Documenttekst:
##############################
Orfici geloofden in beloning of straf voor de ziel in het hiernamaals, afhangend van of men goed of slecht geleefd heeft.[15] Plato schrijft in De staat (boek II, 364e - 365a) bijvoorbeeld: 'Een hele vracht boeken slepen ze aan, van Musaeus, van Orpheus, kinderen van Selene en van de Muzen, zoals ze beweren. En op het gezag van die schriften regelen ze hun offers. Zowel enkelingen als staten proberen ze wijs te maken dat het zo voor levenden als voor doden mogelijk is vergiffenis en reiniging van hun ongerechtigheden te bekomen door offers en door de genoegens van het spel: en dat noemen ze dan inwijdingen, die ons vrijwaren voor alle kwaad hiernamaals. Wie echter niet offert, staan vreselijke straffen te wachten.'[16]

Alleen door inwijding in bepaalde verborgen kennis krijgt het individu inzicht in de waarheid van zijn eigen natuur. Hierin vindt hij verlossing uit de gevangenis van het lichaam (regels 4 en 5). De mens is van goddelijke origine (regel 3), en door kennisname van de verborgen waarheden kan de geest terugkeren naar het gezelschap van de goden.[17] Een belangrijk deel van de kennis voor ingewijden was wat er na het overlijden precies gezegd moest worden tegen de wachters en vorsten van de onderwereld.
##############################
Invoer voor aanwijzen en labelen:

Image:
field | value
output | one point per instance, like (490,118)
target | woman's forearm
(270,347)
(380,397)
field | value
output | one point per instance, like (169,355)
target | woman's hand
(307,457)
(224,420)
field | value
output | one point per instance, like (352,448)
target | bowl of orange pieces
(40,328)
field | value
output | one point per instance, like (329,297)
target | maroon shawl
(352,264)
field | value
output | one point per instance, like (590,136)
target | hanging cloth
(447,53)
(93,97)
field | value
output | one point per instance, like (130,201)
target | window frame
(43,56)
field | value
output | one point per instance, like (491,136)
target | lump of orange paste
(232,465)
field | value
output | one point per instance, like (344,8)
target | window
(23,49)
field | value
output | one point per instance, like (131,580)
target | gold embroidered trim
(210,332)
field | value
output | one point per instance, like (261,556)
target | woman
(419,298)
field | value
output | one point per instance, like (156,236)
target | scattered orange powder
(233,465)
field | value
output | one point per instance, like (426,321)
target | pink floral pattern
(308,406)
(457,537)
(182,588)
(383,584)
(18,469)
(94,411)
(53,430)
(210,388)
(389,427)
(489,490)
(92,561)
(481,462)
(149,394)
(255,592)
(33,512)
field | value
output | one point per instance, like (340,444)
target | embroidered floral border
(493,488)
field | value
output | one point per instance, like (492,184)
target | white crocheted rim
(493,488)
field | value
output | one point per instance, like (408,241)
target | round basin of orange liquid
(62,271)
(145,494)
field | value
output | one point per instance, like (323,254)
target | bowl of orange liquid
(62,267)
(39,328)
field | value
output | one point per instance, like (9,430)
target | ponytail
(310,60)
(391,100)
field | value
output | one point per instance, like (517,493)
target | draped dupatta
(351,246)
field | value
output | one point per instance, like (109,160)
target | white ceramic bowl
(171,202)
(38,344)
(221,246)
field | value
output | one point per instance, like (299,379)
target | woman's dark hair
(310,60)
##############################
Jouw doel: Vertaal alsjeblieft deze zin uit de tekst over de orfici in het Engels: "Alleen door inwijding in bepaalde verborgen kennis krijgt het individu inzicht in de waarheid van zijn eigen natuur." De regels spelen hier geen enkele rol.

Antwoord: Only through initiation into certain hidden knowledge does the individual gain insight into the truth of his own nature.